- _Document excerpt_:
------------------------

Hi everyone, welcome to Public Radio's travel show that takes you to the final frontier.
I'm Matt Kaplan of the Planetary Society. Why is the discovery of rather nasty chlorine compounds
in the sands of Mars a good thing? Famed
planetary scientist and astrobiologist Chris McKay will give us the
exciting answer. Bill Nye is just as excited about proof of a way
to discover worlds with oceans like our own. And Bruce Betts
brings his teddy bear along
for our weekly What's Up tour of the night sky.
Think fast.
How many people live on the International Space Station?
The answer, for the first time, is six.
And what do they drink?
Well, and this is another first,
they drink water that has been recycled
from everything they do up there.
It's really a pretty big milestone,
since the near 100% reuse of resources will be essential on a trip to, say, Mars.
And speaking of the Red Planet, take out your red and blue 3D glasses
and check out the images from the CTX or Context camera on the Mars Reconnaissance Orbiter.

------------------------

- _Excerpted data_:
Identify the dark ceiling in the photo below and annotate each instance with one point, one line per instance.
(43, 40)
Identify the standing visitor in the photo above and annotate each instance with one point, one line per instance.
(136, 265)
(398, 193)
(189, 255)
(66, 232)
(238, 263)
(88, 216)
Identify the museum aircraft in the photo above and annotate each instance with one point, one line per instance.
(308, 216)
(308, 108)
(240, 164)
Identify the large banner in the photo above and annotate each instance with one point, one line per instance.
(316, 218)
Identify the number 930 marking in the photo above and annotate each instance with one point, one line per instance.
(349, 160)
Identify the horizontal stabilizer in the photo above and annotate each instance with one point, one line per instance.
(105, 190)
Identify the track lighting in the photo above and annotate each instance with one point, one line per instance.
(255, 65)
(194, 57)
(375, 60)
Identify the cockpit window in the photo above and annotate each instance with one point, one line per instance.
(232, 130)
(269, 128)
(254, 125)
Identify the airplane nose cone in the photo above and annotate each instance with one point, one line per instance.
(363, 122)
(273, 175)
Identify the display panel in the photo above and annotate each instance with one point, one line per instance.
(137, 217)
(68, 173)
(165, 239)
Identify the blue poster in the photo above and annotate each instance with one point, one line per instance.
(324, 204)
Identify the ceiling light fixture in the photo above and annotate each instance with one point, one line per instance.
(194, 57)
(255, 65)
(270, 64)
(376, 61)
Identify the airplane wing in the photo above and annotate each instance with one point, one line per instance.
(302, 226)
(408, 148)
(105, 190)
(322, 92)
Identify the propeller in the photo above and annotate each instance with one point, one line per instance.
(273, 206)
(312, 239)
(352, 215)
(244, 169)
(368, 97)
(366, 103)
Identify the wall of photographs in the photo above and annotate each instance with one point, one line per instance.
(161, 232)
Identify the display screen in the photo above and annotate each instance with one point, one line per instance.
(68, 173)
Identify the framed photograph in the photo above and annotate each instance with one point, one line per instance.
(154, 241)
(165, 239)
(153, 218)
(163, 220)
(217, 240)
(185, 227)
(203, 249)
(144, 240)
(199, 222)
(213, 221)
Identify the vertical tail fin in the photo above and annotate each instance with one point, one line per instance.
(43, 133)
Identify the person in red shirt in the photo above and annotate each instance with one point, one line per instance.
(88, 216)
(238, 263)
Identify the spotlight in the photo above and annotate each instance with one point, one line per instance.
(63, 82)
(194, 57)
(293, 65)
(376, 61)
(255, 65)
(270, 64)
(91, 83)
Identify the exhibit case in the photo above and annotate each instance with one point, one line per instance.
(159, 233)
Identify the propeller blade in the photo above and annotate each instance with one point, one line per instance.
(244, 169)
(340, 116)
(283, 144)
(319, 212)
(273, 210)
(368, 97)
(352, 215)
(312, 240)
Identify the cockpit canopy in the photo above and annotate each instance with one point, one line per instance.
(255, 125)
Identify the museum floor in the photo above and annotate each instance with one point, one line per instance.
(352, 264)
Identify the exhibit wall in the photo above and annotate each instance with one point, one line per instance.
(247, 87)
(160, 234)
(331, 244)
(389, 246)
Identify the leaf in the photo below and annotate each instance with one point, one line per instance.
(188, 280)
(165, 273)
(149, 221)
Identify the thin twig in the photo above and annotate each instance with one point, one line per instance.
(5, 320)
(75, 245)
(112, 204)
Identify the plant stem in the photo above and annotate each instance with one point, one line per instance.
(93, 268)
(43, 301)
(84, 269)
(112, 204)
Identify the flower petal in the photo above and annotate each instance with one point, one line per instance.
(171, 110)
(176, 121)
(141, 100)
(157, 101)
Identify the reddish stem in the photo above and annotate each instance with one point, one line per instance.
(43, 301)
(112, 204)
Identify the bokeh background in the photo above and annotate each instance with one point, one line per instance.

------------------------

- _Exercise description_:
Carry the space radio show transcript forward from its last sentence. The records aren't needed for anything here.

- _Output of the exercise_:
Sure, the ultra-sharp high-rise camera gets most of the press,
but its field of view is so narrow that it sometimes misses the forest for the trees.
An odd metaphor, considering it's Mars we're talking about.
Some great Context camera images are available in a recent Planetary Society blog entry from Ken Edgett.
It's at planetary.org, of course.
Happy anniversary to our Berkeley friends who run SETI at Home,
the project that allowed millions of ordinary folks and their computers
to join the search for extraterrestrial intelligence is 10 years old.
Here's Bill.
Hey, hey, Bill Nye the Planetary Guy here,
Vice President of the Planetary Society.
This week, I want to call attention to a story that hasn't gotten a lot of play. We are using
the Deep Impact spacecraft. Maybe some of you came out to Glendora, California with me and
astronaut Rusty Schweigert as we watched a copper sphere get smashed into a comet,
looked for the debris to figure out what the comet was made of.
Well, that spacecraft is still out there.
And it's been renamed, the mission's been renamed Epoxy.
Extra Solar Planet Observation Experimental Investigation.
And so what we're doing is using the cameras on these solar-powered spacecraft to take pictures of the Earth
for the purpose of determining what a planet would look like if it had an ocean.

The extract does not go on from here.